**Work task:** Lines of the material that include the string "instance" should be returned.

**Exercise data:**
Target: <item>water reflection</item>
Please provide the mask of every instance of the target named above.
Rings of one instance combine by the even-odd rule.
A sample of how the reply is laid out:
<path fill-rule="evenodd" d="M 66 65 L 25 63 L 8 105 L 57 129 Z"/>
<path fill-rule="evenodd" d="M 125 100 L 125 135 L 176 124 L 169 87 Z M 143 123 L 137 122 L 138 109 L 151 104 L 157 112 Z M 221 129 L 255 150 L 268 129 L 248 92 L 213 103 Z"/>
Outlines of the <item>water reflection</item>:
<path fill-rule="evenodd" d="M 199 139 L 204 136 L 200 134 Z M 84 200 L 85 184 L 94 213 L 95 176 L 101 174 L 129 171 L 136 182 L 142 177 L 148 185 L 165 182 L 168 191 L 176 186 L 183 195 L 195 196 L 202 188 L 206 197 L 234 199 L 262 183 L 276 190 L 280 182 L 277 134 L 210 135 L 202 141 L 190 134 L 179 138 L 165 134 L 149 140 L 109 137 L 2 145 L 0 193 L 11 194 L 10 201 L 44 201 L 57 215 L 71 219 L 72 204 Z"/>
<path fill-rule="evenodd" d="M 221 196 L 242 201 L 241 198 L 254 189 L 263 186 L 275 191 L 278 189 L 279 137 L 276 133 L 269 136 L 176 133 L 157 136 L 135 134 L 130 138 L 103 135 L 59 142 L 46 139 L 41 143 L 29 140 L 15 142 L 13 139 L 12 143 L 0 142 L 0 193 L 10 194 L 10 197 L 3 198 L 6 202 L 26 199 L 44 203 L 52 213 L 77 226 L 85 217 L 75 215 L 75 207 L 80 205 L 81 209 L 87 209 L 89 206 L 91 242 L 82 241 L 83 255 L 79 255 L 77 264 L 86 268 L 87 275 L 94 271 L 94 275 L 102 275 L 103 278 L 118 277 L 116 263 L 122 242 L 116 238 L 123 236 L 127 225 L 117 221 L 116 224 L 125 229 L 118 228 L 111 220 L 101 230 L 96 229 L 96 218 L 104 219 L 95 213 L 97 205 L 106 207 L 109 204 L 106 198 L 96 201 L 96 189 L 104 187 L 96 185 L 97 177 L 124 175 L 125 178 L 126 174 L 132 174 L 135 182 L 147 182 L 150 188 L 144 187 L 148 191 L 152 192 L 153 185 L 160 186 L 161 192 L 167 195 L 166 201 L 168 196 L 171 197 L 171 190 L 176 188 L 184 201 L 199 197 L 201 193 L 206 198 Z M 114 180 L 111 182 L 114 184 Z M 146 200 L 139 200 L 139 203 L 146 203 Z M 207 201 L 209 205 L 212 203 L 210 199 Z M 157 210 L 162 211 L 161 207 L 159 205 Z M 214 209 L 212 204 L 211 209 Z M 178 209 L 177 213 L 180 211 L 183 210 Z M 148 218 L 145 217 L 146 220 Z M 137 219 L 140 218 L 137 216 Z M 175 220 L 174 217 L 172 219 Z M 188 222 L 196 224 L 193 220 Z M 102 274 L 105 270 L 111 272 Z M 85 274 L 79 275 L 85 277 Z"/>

**Exercise response:**
Please provide the mask of every instance of the target named above.
Rings of one instance combine by the even-odd rule.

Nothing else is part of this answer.